▸ EXCERTO DO TEXTO:
===

Alguém que, simpaticamente, me vai aturando e lendo, espantou-se com uma referencia ao dr. Mário Soares a propósito das ligações familiares no Governo.

Sem querer censurar tão excelente como exigente leitora, aclaro melhor a minha nota antiga.

O dr. Mário Soares teve, no seu 9º Governo constitucional, como Secretário de Estado da Presidência do Conselho de Ministros, o dr Alfredo Barroso seu sobrinho (por parte de sua mulher, Maria(de Jesus) Barroso.

E não se ficou por aqui. Mais tarde já Presidente da República, nomeou o mesmíssimo dr. Barroso Chefe da Casa Civil da Presidência da República.

Não me dei ao trabalho de escrutinar mais os governos e as presidências soaristas. Para o meu ponto, bastavam estes dois flagrantes (pela importância dos cargos e pela proximidade) exemplos.

===

▸ TAREFAS:
1) Transcreva, do texto sobre Mário Soares, o trecho que vai de "Alguém que, simpaticamente, me" até "pela proximidade) exemplos.".
2) Prossiga o texto sobre Mário Soares e as ligações familiares no Governo a partir do ponto onde termina.
As linhas que se seguem não fazem falta.

[Itens listados num conjunto de dados]
===

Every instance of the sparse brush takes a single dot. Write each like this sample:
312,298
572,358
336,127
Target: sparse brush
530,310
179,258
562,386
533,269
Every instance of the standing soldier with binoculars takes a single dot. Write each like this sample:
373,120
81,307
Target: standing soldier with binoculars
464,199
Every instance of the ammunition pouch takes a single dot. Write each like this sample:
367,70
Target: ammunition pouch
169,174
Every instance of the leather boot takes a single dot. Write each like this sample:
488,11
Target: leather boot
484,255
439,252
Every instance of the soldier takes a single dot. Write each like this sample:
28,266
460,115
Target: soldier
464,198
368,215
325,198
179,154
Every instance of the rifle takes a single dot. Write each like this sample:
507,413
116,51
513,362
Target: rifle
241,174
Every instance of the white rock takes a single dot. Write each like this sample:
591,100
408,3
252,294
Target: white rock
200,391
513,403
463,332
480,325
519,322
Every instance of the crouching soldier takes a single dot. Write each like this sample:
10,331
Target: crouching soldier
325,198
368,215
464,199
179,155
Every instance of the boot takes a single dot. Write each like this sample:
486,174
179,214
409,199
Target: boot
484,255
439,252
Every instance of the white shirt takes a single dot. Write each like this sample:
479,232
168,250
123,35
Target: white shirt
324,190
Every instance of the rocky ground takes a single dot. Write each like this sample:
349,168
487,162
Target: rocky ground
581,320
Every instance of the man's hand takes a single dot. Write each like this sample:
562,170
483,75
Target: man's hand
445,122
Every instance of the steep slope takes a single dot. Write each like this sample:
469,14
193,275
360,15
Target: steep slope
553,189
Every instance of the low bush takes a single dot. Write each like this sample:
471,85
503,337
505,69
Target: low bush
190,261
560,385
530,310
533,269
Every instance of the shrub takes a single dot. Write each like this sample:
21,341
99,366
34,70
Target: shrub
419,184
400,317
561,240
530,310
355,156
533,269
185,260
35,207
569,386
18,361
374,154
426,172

===

▸ RESPOSTAS DO EXERCÍCIO:
1)
Alguém que, simpaticamente, me vai aturando e lendo, espantou-se com uma referencia ao dr. Mário Soares a propósito das ligações familiares no Governo.

Sem querer censurar tão excelente como exigente leitora, aclaro melhor a minha nota antiga.

O dr. Mário Soares teve, no seu 9º Governo constitucional, como Secretário de Estado da Presidência do Conselho de Ministros, o dr Alfredo Barroso seu sobrinho (por parte de sua mulher, Maria(de Jesus) Barroso.

E não se ficou por aqui. Mais tarde já Presidente da República, nomeou o mesmíssimo dr. Barroso Chefe da Casa Civil da Presidência da República.

Não me dei ao trabalho de escrutinar mais os governos e as presidências soaristas. Para o meu ponto, bastavam estes dois flagrantes (pela importância dos cargos e pela proximidade) exemplos.

2)
Conviria, porém, relembrar que os anos 70, 80 e 90 do século passado, não são exactamente os anos 10-20 deste.

Na época, era comum, cá e lá fora, nos parlamentos, nos governos e nas instituições europeias (sobretudo no parlamento) associar familiares quer como adjuntos, consultores ou chefes de gabinete. .

O mundo muda, as regras (felizmente) também mudam, precisam-se, tornam-se menos permissivas e o que era normal numa época passa a ser bizarro depois e acaba por se tornar inaceitável.

Não são precisos expedientes jurídicos, mesmo se, no caso francês, se tenha chegado, já com Macron, a uma lei que proíbe e pune (com multa e até prisão) as nomeações de familiares.

Lembraria, para os profanos, que as leis são, muitas vezes, a expressão das ideias tornadas comuns entre a opinião pública. Legisla-se, menos para prevenir, mas apenas para tornar firme uma prática já aceite pela maioria da sociedade.

Por outras palavras: o que nos tempos dos drs Soares e Cavaco não causava espanto nem especial condenação, passou, decorridos que foram vinte/trinta anos, em algo que perturba a opinião pública, desacredita as instituições e pode pôr em causa a actual noção de transparência.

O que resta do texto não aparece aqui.